## [Activity]
Copy nothing before the line containing "Target: number 31 decal". Reproduce that line and all that follow, exactly, through the end of the records.
::::::::
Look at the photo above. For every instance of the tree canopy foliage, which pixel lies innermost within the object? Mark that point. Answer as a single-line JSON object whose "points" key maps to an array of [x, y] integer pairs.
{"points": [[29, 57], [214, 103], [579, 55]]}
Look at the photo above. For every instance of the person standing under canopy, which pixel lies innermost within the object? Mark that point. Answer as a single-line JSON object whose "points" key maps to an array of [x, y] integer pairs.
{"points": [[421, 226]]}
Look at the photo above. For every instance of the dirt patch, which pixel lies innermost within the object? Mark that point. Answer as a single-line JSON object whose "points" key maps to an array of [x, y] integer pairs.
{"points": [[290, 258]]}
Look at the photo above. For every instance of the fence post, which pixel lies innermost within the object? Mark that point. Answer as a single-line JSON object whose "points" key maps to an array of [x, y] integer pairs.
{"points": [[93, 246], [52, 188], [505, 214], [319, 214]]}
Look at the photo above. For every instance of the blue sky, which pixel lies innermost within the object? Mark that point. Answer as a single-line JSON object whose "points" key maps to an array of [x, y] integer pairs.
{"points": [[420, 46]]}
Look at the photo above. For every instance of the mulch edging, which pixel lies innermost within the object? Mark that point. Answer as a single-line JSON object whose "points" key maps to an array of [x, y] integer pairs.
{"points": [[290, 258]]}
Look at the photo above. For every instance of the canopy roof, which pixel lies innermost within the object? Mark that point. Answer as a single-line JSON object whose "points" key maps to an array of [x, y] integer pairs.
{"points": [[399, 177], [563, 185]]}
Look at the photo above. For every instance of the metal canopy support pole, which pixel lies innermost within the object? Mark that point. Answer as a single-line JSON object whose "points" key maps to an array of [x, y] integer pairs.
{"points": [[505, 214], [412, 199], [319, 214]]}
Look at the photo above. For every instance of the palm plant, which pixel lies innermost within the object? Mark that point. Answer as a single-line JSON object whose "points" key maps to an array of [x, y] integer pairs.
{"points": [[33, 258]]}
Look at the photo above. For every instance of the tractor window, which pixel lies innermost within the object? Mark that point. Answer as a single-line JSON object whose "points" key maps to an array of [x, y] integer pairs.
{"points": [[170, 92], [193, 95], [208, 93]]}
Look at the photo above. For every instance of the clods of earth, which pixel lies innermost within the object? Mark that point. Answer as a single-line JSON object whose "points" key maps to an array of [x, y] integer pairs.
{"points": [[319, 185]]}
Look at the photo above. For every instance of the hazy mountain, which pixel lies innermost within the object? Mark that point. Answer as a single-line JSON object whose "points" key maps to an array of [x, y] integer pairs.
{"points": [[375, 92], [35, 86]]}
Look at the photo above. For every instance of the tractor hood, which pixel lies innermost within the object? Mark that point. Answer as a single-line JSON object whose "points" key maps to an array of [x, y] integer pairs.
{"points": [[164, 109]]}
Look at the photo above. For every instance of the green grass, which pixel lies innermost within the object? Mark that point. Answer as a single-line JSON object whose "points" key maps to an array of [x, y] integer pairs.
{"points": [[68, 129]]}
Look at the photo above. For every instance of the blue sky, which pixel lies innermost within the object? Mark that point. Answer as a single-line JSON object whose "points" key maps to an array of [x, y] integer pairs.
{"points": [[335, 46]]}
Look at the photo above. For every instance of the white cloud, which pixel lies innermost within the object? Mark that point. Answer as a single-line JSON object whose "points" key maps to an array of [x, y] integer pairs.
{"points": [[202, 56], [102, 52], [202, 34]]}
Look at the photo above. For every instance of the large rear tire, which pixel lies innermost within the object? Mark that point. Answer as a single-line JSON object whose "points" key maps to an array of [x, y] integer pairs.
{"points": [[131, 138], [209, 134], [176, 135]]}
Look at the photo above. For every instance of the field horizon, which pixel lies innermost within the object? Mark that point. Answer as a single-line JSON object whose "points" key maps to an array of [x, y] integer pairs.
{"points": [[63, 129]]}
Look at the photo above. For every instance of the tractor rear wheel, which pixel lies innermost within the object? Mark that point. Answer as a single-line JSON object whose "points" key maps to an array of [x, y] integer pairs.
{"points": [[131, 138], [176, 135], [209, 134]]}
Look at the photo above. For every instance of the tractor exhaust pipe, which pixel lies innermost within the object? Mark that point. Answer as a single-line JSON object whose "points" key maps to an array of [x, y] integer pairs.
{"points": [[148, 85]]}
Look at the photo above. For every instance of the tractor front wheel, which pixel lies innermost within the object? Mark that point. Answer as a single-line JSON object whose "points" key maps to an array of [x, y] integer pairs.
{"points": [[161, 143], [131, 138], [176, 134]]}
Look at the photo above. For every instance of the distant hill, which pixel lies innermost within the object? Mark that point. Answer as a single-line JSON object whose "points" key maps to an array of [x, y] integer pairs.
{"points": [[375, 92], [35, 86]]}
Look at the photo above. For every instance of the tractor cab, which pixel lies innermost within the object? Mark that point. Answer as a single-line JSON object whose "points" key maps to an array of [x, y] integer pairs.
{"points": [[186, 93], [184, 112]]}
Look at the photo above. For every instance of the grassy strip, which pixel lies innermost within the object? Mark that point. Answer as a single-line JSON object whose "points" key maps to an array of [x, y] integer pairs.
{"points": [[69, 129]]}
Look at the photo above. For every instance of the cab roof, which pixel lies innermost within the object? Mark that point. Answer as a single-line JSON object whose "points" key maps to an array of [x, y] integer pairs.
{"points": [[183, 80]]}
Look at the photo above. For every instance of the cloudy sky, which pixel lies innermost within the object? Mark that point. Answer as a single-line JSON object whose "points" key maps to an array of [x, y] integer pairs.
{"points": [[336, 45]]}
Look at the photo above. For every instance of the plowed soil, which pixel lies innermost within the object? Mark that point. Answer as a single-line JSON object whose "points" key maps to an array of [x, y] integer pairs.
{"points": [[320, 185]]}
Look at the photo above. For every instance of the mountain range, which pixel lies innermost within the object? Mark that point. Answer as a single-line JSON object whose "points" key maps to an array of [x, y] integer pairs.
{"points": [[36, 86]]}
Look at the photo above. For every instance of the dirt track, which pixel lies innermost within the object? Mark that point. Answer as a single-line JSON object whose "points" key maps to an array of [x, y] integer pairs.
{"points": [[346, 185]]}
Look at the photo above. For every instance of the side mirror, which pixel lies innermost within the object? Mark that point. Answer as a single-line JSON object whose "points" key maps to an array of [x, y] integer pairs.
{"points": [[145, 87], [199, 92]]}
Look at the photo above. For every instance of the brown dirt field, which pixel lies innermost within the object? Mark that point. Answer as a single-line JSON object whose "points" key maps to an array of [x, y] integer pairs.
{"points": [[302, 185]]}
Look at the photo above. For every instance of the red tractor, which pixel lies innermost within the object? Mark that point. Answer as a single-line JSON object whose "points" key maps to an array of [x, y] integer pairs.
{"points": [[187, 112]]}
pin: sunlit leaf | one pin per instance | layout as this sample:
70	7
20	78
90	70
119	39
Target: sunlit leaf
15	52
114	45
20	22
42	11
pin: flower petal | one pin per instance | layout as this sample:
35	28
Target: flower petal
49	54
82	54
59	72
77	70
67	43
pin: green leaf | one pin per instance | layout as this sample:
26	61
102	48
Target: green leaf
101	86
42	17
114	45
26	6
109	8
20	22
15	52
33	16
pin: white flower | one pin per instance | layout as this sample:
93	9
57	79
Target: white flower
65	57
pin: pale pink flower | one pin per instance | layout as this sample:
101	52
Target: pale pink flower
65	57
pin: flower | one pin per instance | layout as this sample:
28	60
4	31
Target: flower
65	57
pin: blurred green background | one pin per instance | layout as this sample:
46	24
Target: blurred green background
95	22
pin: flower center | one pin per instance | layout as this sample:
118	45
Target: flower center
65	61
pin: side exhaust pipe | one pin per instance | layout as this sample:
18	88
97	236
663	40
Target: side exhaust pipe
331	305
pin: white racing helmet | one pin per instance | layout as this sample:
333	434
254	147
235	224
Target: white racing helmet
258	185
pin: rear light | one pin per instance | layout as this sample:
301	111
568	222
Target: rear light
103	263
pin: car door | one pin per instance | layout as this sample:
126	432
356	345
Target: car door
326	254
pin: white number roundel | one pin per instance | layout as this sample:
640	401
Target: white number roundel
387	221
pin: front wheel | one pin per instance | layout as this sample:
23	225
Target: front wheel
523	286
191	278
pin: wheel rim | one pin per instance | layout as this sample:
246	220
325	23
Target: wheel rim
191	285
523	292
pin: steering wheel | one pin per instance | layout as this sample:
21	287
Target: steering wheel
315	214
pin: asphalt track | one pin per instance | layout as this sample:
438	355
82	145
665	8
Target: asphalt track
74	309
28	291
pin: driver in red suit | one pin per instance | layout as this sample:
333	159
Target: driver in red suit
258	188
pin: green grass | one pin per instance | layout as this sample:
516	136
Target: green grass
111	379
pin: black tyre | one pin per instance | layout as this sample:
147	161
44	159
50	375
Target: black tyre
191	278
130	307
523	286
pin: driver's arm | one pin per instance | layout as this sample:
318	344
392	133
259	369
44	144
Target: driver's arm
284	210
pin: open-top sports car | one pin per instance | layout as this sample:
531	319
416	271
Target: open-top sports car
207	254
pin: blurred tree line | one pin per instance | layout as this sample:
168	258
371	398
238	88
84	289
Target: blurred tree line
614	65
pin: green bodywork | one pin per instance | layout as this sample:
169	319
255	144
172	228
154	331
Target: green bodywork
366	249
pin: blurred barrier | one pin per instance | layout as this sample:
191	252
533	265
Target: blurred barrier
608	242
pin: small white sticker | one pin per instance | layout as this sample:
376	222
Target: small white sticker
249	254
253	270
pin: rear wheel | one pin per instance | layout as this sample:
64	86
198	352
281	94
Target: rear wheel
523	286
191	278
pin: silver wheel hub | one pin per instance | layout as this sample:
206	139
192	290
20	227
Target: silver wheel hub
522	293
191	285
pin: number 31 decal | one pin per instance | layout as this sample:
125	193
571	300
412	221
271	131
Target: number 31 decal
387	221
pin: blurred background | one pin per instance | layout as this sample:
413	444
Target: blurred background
::::::::
## [Solution for this problem]
Target: number 31 decal
387	221
pin: blurred background | one pin per instance | layout as this sample:
413	444
Target: blurred background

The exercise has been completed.